The beginning of wisdom, as the Chinese say, is calling things by their right names. (E. O. Wilson, as cited by Elizabeth J. Rosenthal, Birdwatcher: The Life of Roger Tory Peterson)

Tuesday, June 21, 2011

So Dry No Dew, But Manage to Identify St. Johnswort

June 21, 2010.  Monday.
Situation:   Today I have to go to work as soon as I can get around to it.  But first I have to do all of Moi’s chores, including take Mway for her morning walk.  I decide to take her out while the coffee water is dripping and while my computer is grinding away to open up its unwieldy programs.  It’s about 8:45.

TASKS TO CARRY OUT:
1) Quote the blog post word for word, beginning at "The beginning of" and ending after "It’s about 8:45.".
2) Answer these from the blog post:
(a) Which plant does the title say gets identified?
(b) What day of the week is given for June 21, 2010?
(c) About what time does the writer say it is?
Rely on the blog post alone.

DATASET RECORDS:

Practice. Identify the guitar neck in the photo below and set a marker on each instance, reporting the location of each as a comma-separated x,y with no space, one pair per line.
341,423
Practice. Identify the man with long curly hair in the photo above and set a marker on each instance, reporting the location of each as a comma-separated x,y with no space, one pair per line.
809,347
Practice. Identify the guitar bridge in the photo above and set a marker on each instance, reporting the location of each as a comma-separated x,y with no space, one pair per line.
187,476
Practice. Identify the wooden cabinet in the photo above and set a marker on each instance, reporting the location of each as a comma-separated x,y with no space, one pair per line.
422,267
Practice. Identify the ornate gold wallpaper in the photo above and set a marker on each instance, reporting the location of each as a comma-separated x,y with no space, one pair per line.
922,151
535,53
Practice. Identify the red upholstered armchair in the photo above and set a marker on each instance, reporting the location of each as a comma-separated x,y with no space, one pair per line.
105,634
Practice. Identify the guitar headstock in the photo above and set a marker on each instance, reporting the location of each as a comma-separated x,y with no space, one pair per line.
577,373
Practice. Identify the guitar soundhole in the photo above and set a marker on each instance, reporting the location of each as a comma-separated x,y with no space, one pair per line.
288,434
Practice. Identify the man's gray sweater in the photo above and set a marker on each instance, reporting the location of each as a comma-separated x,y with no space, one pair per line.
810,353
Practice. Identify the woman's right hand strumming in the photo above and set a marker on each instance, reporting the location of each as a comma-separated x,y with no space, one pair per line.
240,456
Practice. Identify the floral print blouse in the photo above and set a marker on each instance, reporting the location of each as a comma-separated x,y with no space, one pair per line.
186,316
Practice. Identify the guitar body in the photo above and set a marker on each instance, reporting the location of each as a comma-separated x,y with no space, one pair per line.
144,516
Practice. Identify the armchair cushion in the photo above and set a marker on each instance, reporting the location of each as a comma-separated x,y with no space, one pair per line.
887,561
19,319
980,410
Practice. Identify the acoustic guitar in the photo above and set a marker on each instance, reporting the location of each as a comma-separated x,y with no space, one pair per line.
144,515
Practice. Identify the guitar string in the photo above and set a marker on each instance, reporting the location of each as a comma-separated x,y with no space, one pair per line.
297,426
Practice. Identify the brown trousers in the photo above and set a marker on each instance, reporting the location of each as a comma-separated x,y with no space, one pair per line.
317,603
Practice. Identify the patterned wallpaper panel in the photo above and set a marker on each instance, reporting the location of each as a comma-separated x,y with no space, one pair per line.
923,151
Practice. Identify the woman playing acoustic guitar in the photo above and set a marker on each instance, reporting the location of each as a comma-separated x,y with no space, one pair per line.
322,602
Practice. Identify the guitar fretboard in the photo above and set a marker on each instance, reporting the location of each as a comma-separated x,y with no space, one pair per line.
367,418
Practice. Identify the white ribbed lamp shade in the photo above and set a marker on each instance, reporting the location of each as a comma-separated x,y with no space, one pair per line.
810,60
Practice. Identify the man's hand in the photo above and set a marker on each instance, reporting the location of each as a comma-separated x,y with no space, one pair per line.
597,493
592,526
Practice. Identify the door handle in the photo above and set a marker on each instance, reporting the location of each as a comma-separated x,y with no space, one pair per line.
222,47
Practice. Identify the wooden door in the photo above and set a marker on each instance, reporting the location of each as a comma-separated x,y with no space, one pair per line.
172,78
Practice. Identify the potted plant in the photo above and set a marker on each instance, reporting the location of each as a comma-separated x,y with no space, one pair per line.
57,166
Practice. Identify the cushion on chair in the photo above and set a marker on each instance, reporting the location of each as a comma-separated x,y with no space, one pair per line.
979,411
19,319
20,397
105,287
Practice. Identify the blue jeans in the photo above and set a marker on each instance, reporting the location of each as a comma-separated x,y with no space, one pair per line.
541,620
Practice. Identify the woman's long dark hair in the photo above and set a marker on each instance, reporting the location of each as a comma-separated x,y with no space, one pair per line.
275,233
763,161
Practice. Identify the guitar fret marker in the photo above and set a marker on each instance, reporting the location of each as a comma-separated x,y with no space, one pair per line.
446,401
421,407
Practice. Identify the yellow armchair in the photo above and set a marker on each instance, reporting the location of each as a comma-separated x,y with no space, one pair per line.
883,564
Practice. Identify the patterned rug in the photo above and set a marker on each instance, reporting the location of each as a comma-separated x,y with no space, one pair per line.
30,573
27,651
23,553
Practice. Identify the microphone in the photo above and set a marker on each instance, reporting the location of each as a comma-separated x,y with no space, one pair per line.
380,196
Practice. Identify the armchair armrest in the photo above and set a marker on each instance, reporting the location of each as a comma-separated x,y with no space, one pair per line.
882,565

SOLUTIONS PER TASK:
1)
The beginning of wisdom, as the Chinese say, is calling things by their right names. (E. O. Wilson, as cited by Elizabeth J. Rosenthal, Birdwatcher: The Life of Roger Tory Peterson)

Tuesday, June 21, 2011

So Dry No Dew, But Manage to Identify St. Johnswort

June 21, 2010.  Monday.
Situation:   Today I have to go to work as soon as I can get around to it.  But first I have to do all of Moi’s chores, including take Mway for her morning walk.  I decide to take her out while the coffee water is dripping and while my computer is grinding away to open up its unwieldy programs.  It’s about 8:45.

2)
(a) St. Johnswort
(b) Monday
(c) About 8:45